• YOUR OBJECTIVE: Show every line from the data below that includes "drill".

• THE DATA:
|---|
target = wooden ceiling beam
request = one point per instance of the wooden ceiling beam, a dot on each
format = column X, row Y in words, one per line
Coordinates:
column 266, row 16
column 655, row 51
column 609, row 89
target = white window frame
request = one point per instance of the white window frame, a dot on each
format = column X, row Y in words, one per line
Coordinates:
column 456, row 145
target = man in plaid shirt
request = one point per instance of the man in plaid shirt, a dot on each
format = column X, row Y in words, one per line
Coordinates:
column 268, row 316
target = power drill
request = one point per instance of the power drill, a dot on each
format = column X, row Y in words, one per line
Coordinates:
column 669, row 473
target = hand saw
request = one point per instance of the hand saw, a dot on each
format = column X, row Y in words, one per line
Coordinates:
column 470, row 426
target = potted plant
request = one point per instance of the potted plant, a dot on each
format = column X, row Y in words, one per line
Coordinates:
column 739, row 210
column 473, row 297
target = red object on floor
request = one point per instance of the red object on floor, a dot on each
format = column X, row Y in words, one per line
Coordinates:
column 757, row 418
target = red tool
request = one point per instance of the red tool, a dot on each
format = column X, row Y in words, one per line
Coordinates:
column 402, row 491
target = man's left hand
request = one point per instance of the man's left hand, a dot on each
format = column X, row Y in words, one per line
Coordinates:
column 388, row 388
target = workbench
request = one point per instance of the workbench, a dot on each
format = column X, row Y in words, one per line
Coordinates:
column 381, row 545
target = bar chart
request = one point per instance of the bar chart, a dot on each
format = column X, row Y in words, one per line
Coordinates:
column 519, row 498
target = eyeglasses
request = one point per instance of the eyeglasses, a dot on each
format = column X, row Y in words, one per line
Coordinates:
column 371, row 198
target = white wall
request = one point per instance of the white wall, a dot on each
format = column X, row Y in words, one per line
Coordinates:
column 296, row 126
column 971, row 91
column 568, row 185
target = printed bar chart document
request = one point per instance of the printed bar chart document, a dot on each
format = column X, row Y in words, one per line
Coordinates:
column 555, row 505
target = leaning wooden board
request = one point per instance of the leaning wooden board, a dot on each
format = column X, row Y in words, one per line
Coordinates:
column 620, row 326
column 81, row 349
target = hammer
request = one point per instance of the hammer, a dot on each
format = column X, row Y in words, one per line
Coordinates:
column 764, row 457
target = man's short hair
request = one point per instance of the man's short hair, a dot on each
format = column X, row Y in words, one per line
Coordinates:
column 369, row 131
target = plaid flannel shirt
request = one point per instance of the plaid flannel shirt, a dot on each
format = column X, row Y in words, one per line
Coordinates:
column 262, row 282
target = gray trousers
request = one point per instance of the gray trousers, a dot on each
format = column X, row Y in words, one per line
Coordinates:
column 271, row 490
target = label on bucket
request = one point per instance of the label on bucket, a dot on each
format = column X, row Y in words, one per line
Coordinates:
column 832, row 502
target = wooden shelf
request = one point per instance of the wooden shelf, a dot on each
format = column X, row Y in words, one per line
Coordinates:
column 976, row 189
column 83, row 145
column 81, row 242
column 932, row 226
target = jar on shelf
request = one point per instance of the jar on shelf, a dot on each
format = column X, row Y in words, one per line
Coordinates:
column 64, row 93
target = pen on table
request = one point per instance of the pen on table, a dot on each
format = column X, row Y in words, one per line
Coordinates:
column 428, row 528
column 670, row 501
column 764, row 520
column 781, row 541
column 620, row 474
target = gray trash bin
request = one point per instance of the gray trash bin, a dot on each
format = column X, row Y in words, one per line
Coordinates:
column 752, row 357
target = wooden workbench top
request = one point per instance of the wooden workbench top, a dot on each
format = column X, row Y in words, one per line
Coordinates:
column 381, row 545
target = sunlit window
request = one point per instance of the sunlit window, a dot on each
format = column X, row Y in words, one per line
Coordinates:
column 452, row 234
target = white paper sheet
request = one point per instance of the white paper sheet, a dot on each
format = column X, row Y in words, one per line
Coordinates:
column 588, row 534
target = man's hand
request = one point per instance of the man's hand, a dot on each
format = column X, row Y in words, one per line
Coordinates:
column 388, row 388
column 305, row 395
|---|
• EXERCISE OUTPUT:
target = power drill
request = one point per instance of the power drill, a dot on each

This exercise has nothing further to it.